* What you need to do
Continue the financial consulting agreement below, picking up after its last clause.

─── Excerpt

Exhibit No. 5
Form 10-SB
Area Investment and Development Company
FINANCIAL CONSULTING AGREEMENT
This Consulting Agreement ("Agreement") is made effective
this 15th day of June, 1997 by and between, Park Street
Investments, Inc. ("Consultant"), a Utah corporation and Area
Investment and Development Company ("Client"), a Utah corporation
with respect to the following:
RECITALS
WHEREAS, Consultant is in the business of providing general
business consulting services to privately held and publicly held
corporations; and
WHEREAS, Client desires to retain Consultant to provide
advice relative to corporate and business consulting services.
AGREEMENT
NOW, THEREFORE, in consideration of the mutual promises,
covenants, and agreements contained herein, and for other good
and valuable consideration, the receipt and adequacy of which is
expressly acknowledged, Client and Consultant agree as follows:
1. Engagement of Consultant. Consultant agrees to use its best
efforts to assist Client:
a. and counsel of Client relative to the steps necessary to
prepare Client for a merger, acquisition or business combination
("Reorganization"). This includes, but is not limited to,
facilitating efforts to cause Client's corporate status with the
state to be in good standing and to maintain its standing as so
during the term of this Agreement; in the negotiations for
potential settlement of Client's outstanding debts and
litigation; in preparing financial statements and obtaining an
audit on the financial statements in accordance with US GAAP
standards by an accounting firm with SEC peer review; in
preparing and filing other documents with the necessary
regulatory bodies as is required by law, including, but not
limited to, preparing and filing Forms 10-K and 10-Q as
necessary;
b. in prospecting for, negotiating with and structuring a
merger or business combination with a potential reorganization
candidate ("Reorganization Candidate").

──────
─── Data

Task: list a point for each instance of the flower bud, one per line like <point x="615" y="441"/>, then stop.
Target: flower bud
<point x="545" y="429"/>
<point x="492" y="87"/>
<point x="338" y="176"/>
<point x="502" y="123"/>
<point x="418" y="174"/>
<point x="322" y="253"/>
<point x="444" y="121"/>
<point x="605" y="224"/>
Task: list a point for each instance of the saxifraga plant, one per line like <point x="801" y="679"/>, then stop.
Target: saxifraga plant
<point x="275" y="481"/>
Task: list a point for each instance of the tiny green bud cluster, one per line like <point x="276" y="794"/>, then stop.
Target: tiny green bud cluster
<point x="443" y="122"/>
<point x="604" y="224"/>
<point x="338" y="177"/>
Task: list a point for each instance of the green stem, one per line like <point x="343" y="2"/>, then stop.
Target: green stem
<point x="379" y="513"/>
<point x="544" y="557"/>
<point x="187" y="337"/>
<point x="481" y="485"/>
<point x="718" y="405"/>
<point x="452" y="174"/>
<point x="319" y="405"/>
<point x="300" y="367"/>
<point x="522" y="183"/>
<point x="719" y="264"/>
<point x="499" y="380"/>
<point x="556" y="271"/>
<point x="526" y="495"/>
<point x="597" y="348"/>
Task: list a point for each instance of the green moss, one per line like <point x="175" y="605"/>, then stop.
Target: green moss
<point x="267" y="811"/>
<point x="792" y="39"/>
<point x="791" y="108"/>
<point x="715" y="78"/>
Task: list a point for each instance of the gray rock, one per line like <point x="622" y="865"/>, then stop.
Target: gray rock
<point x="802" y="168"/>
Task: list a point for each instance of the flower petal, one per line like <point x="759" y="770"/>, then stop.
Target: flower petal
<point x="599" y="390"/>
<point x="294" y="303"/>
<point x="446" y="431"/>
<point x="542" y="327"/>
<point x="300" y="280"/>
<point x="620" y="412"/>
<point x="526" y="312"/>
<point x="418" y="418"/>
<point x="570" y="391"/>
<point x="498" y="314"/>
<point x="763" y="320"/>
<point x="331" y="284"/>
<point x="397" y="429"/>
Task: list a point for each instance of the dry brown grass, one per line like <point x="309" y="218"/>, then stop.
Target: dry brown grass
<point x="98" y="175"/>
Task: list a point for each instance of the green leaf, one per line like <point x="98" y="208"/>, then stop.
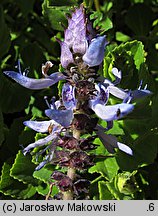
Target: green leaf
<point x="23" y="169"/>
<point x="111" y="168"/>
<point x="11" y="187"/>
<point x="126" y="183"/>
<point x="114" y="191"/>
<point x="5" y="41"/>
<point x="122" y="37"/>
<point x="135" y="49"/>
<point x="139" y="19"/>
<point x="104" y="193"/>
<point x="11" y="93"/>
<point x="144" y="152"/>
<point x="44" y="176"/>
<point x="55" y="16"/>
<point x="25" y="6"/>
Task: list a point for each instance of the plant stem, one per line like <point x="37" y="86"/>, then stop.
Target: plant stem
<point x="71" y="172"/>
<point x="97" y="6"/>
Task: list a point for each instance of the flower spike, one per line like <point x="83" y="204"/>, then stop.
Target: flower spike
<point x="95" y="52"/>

──────
─── Data

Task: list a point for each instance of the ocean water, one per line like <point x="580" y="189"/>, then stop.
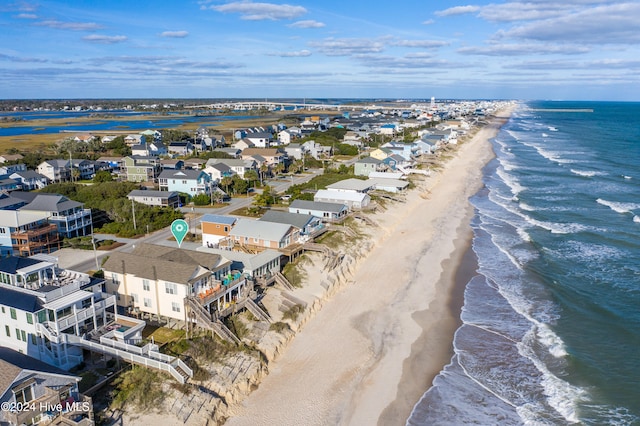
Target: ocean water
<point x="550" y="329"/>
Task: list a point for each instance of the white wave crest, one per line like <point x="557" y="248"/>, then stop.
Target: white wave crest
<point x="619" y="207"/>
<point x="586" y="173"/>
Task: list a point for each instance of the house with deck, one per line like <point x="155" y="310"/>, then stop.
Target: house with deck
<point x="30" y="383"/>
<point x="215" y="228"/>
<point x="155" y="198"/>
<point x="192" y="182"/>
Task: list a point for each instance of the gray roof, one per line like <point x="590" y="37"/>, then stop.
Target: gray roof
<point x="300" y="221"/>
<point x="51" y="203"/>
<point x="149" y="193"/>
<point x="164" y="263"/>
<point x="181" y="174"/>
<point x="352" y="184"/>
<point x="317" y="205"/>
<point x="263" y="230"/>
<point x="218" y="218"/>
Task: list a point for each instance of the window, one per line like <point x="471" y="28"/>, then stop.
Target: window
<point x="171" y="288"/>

──────
─── Data

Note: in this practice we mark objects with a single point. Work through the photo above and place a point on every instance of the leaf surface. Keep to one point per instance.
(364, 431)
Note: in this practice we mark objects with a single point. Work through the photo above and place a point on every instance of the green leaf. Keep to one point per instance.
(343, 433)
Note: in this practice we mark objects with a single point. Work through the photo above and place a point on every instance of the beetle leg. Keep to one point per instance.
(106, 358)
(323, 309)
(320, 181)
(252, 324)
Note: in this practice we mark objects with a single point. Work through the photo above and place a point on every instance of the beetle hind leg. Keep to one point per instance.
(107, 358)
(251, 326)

──────

* Task response
c. in finding an attorney to provide any necessary legal
assistance and opinions as required or if requested;
d. to maintain Client's corporate books and records and to
assist Client in the preparation of corporate resolutions, and
other correspondences necessary to fulfill its obligations under
this Agreement, including Board and shareholder resolutions,
resignations and appointments;
e. in paying for all of the costs for the above.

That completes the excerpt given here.